◆ TASK SET ◆
**A.** From the introduction on teaching robots assembly tasks, echo the stretch from "1 Introduction" through "the assembly task." word for word.
**B.** According to the introduction on teaching robots assembly tasks, what technique has been proposed as a potential solution to the time and resources needed to teach robots assembly?
**C.** List every bracketed reference number cited in the introduction on teaching robots assembly tasks.

◆ DOCUMENT EXTRACT ◆
※
Keywords

1 Introduction

A significant challenge facing the effort to use robots for complex assembly tasks is reducing the amount of time and resources needed to teach the robots how to perform the assembly in question. Expert roboticists can program new policies and skills within specialized domains such as manufacturing and lab experimentation, but this approach requires large amount of time and resources that are not always available [1]. Learning from demonstration has been proposed as a potential solution to this problem [2]. Using a Human-Robot Interaction (HRI) interface, the teacher, provides demonstrations of a desired task, which are then used to plan the robot actions that needs to be performed in order to successfully complete the assembly task.

This paper focuses on the specifics of the functionality of the HRI system which is used for the demonstration of the assembly from an inexperienced user and the simulation of the assembly task in a virtual environment. Although Learning from Demonstration (LfD) has been already used as a technique to teach a robot new skills [3], to the best of our knowledge it has never been used for teaching robotic assembly tasks. The corresponding HRI interface for facilitating such teaching should be simple enough so that a non-expert user can demonstrate new assembly tasks, while still enabling the user to supervise the assembly execution.
※
◆ DATA EXCERPT ◆
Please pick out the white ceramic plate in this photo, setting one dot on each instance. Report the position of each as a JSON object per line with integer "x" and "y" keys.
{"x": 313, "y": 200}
※
◆ RESPONSES ◆
**A.**
1 Introduction

A significant challenge facing the effort to use robots for complex assembly tasks is reducing the amount of time and resources needed to teach the robots how to perform the assembly in question. Expert roboticists can program new policies and skills within specialized domains such as manufacturing and lab experimentation, but this approach requires large amount of time and resources that are not always available [1]. Learning from demonstration has been proposed as a potential solution to this problem [2]. Using a Human-Robot Interaction (HRI) interface, the teacher, provides demonstrations of a desired task, which are then used to plan the robot actions that needs to be performed in order to successfully complete the assembly task.

**B.** Learning from demonstration.

**C.** [1], [2], [3]